Supplied material —
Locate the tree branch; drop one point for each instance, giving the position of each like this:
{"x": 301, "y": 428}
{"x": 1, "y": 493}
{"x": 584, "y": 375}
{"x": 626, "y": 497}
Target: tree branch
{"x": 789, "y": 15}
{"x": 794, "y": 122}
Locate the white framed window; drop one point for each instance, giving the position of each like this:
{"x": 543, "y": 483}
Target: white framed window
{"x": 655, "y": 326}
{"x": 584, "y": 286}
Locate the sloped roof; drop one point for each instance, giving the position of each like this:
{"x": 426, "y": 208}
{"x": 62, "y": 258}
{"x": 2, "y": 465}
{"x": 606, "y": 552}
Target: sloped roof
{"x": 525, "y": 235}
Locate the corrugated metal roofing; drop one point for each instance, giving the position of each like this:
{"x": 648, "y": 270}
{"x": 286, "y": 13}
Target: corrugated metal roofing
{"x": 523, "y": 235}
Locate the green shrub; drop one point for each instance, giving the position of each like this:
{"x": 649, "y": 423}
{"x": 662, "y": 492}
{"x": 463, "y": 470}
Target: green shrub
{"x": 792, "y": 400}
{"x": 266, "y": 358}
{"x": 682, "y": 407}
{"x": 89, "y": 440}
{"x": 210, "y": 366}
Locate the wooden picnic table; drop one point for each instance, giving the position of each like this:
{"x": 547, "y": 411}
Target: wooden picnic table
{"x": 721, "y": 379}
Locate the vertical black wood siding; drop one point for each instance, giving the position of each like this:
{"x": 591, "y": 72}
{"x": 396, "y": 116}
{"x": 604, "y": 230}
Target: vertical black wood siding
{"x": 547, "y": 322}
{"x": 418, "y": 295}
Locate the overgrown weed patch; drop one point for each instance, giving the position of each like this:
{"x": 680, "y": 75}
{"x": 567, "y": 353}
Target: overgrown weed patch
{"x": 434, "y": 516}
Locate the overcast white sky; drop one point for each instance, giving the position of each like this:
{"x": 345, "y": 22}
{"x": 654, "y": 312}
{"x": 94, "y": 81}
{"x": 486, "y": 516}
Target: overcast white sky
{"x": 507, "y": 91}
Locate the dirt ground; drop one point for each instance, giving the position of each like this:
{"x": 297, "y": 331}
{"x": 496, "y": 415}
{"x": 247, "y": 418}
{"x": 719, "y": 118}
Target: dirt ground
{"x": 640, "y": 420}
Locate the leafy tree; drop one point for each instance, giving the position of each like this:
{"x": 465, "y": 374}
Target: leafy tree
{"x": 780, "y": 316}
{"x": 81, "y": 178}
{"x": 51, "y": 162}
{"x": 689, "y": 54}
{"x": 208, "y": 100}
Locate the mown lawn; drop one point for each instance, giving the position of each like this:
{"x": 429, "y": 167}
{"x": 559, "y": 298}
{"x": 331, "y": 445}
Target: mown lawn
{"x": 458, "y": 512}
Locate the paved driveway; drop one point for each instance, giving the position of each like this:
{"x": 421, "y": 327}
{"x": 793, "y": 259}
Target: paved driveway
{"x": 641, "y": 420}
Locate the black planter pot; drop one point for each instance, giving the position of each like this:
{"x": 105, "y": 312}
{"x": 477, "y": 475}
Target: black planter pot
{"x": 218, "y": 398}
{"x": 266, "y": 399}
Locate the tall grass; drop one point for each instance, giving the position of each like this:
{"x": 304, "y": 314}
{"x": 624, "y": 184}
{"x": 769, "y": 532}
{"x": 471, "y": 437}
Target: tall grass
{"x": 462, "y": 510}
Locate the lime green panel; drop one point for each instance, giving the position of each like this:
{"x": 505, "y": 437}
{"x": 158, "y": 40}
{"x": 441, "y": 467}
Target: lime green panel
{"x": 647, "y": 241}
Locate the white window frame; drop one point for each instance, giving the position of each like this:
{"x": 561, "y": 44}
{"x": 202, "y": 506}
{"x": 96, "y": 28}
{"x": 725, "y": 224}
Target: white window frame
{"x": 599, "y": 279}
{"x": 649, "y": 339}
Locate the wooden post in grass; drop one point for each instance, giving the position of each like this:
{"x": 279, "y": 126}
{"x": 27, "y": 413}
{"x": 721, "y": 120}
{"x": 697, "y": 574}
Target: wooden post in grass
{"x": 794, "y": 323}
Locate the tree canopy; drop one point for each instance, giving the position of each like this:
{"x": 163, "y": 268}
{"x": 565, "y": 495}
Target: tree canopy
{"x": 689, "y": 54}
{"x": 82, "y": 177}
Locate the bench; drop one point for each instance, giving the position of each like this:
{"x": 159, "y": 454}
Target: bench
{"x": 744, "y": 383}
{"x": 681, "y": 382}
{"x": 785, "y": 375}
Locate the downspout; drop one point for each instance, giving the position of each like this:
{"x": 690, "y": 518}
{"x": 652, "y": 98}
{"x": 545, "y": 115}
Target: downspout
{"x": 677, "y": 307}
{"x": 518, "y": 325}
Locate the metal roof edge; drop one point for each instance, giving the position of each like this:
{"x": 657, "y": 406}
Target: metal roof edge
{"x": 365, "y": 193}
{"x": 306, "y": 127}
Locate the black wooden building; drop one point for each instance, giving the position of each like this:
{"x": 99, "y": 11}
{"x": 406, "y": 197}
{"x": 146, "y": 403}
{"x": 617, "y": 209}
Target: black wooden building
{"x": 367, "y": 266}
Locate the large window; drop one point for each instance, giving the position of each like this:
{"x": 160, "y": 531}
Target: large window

Given instruction — Format every line of the listing above as a JSON list of strings, one string per line, with blank lines left out.

Solution below —
[
  "Locate the tree branch; drop one point for each instance, giving the position of each like this:",
  "{\"x\": 301, \"y\": 428}",
  "{\"x\": 1, \"y\": 493}",
  "{\"x\": 584, \"y\": 375}",
  "{\"x\": 626, \"y\": 497}",
  "Target: tree branch",
  "{\"x\": 789, \"y\": 15}",
  "{\"x\": 794, \"y\": 122}",
  "Locate the white framed window; drop one point for each instance, giving the position of each like this:",
  "{\"x\": 543, \"y\": 483}",
  "Target: white framed window",
  "{\"x\": 655, \"y\": 326}",
  "{\"x\": 584, \"y\": 286}",
  "Locate the sloped roof; drop one point for each instance, giving the position of each like this:",
  "{\"x\": 426, \"y\": 208}",
  "{\"x\": 62, \"y\": 258}",
  "{\"x\": 2, \"y\": 465}",
  "{\"x\": 606, \"y\": 552}",
  "Target: sloped roof",
  "{\"x\": 525, \"y\": 235}",
  "Locate the corrugated metal roofing; drop one point for each instance, giving the position of each like this:",
  "{\"x\": 648, \"y\": 270}",
  "{\"x\": 286, \"y\": 13}",
  "Target: corrugated metal roofing",
  "{\"x\": 523, \"y\": 235}",
  "Locate the green shrub; drop one point for each instance, giving the position of each like this:",
  "{\"x\": 649, \"y\": 423}",
  "{\"x\": 662, \"y\": 492}",
  "{\"x\": 463, \"y\": 470}",
  "Target: green shrub",
  "{\"x\": 792, \"y\": 400}",
  "{\"x\": 266, \"y\": 358}",
  "{\"x\": 682, \"y\": 407}",
  "{\"x\": 89, \"y\": 440}",
  "{\"x\": 210, \"y\": 366}",
  "Locate the wooden picnic table; drop one point for each instance, giving the position of each like this:",
  "{\"x\": 547, \"y\": 411}",
  "Target: wooden picnic table",
  "{\"x\": 721, \"y\": 379}",
  "Locate the vertical black wood siding; drop one point for each instance, giving the position of each like this:",
  "{\"x\": 591, \"y\": 72}",
  "{\"x\": 396, \"y\": 116}",
  "{\"x\": 604, \"y\": 230}",
  "Target: vertical black wood siding",
  "{\"x\": 547, \"y\": 322}",
  "{\"x\": 418, \"y\": 295}",
  "Locate the overgrown weed patch; drop one point for each instance, giving the position of each like this:",
  "{\"x\": 680, \"y\": 75}",
  "{\"x\": 567, \"y\": 353}",
  "Target: overgrown weed patch",
  "{\"x\": 434, \"y\": 516}",
  "Locate the overcast white sky; drop one point for each instance, giving the position of each like this:",
  "{\"x\": 345, \"y\": 22}",
  "{\"x\": 654, \"y\": 312}",
  "{\"x\": 94, \"y\": 81}",
  "{\"x\": 486, \"y\": 516}",
  "Target: overcast white sky",
  "{\"x\": 507, \"y\": 91}",
  "Locate the dirt ground; drop one point for each instance, giving the position of each like this:",
  "{\"x\": 297, \"y\": 331}",
  "{\"x\": 496, \"y\": 415}",
  "{\"x\": 247, \"y\": 418}",
  "{\"x\": 719, \"y\": 118}",
  "Target: dirt ground",
  "{\"x\": 640, \"y\": 420}",
  "Locate the leafy tree; drop one point for each instance, giving the position of each like this:",
  "{\"x\": 465, \"y\": 374}",
  "Target: leafy tree",
  "{\"x\": 780, \"y\": 316}",
  "{\"x\": 81, \"y\": 178}",
  "{\"x\": 51, \"y\": 162}",
  "{\"x\": 689, \"y\": 54}",
  "{\"x\": 208, \"y\": 100}",
  "Locate the mown lawn; drop one point for each instance, giving the position of each like this:",
  "{\"x\": 429, \"y\": 167}",
  "{\"x\": 559, \"y\": 298}",
  "{\"x\": 331, \"y\": 445}",
  "Target: mown lawn",
  "{\"x\": 458, \"y\": 512}",
  "Locate the paved driveway; drop one point for each instance, giving the position of each like this:",
  "{\"x\": 421, \"y\": 327}",
  "{\"x\": 793, \"y\": 259}",
  "Target: paved driveway",
  "{\"x\": 641, \"y\": 420}",
  "Locate the black planter pot; drop one point for each instance, giving the position of each like this:",
  "{\"x\": 105, \"y\": 312}",
  "{\"x\": 477, \"y\": 475}",
  "Target: black planter pot",
  "{\"x\": 218, \"y\": 398}",
  "{\"x\": 266, \"y\": 399}",
  "Locate the tall grass; drop one point for each instance, giving the position of each like this:",
  "{\"x\": 304, \"y\": 314}",
  "{\"x\": 624, \"y\": 184}",
  "{\"x\": 769, \"y\": 532}",
  "{\"x\": 471, \"y\": 437}",
  "Target: tall grass",
  "{\"x\": 462, \"y\": 510}",
  "Locate the lime green panel; drop one point for each instance, giving the position of each like this:",
  "{\"x\": 505, \"y\": 437}",
  "{\"x\": 158, \"y\": 40}",
  "{\"x\": 441, \"y\": 467}",
  "Target: lime green panel",
  "{\"x\": 647, \"y\": 241}",
  "Locate the white window frame; drop one point for each instance, giving the position of each like this:",
  "{\"x\": 561, \"y\": 44}",
  "{\"x\": 202, \"y\": 506}",
  "{\"x\": 96, \"y\": 28}",
  "{\"x\": 725, \"y\": 224}",
  "Target: white window frame",
  "{\"x\": 599, \"y\": 279}",
  "{\"x\": 649, \"y\": 339}",
  "Locate the wooden post in grass; drop one point for each instance, giving the position of each like this:",
  "{\"x\": 279, \"y\": 126}",
  "{\"x\": 27, \"y\": 413}",
  "{\"x\": 721, \"y\": 120}",
  "{\"x\": 697, \"y\": 574}",
  "Target: wooden post in grass",
  "{\"x\": 794, \"y\": 323}",
  "Locate the tree canopy; drop one point for each instance, giving the position of each like this:",
  "{\"x\": 163, \"y\": 268}",
  "{\"x\": 565, \"y\": 495}",
  "Target: tree canopy",
  "{\"x\": 689, \"y\": 54}",
  "{\"x\": 82, \"y\": 177}",
  "Locate the bench; drop one point for each instance, giving the position of each like this:",
  "{\"x\": 159, \"y\": 454}",
  "Target: bench",
  "{\"x\": 744, \"y\": 383}",
  "{\"x\": 681, \"y\": 382}",
  "{\"x\": 785, \"y\": 375}",
  "Locate the downspout; drop one point for each instance, giving the position of each like this:",
  "{\"x\": 690, \"y\": 518}",
  "{\"x\": 652, \"y\": 98}",
  "{\"x\": 545, \"y\": 115}",
  "Target: downspout",
  "{\"x\": 677, \"y\": 307}",
  "{\"x\": 518, \"y\": 325}",
  "Locate the metal roof edge; drop one point for each instance, giving the position of each like this:",
  "{\"x\": 657, \"y\": 406}",
  "Target: metal roof edge",
  "{\"x\": 365, \"y\": 193}",
  "{\"x\": 306, \"y\": 127}",
  "Locate the black wooden building; drop one point for each instance, giving the position of each like this:",
  "{\"x\": 99, \"y\": 11}",
  "{\"x\": 406, \"y\": 197}",
  "{\"x\": 146, \"y\": 403}",
  "{\"x\": 617, \"y\": 209}",
  "Target: black wooden building",
  "{\"x\": 367, \"y\": 266}",
  "Locate the large window; drop one point for each instance, giving the position of each like this:",
  "{\"x\": 160, \"y\": 531}",
  "Target: large window"
]